Directions for this task: The count of lines with the string "provided" in the material is all that should be returned.

Dataset excerpts:
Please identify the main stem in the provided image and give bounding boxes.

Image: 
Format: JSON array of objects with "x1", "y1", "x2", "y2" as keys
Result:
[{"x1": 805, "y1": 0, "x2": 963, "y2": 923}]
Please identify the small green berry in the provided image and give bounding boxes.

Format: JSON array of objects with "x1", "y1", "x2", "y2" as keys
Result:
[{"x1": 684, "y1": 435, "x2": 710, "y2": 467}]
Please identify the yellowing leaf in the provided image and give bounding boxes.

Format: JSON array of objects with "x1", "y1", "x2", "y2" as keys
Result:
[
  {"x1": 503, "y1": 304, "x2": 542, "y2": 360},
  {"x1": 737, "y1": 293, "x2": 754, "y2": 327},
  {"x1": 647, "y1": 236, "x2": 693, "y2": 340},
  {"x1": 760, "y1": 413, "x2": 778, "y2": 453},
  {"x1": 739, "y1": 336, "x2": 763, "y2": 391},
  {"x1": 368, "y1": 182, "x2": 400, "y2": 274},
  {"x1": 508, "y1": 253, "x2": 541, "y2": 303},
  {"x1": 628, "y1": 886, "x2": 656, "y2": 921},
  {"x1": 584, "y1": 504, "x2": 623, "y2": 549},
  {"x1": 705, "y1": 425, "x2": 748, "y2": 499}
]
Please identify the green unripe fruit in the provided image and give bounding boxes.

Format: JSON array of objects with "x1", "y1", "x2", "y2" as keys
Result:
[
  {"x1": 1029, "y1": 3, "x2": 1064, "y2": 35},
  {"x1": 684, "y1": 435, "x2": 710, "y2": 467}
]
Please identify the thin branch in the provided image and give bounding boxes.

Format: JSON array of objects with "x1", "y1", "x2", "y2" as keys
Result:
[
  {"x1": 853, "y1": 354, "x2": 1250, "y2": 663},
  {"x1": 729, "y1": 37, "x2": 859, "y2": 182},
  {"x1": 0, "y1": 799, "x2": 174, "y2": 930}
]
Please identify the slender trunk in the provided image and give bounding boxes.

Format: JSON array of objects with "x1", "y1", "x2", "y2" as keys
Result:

Written solution: 6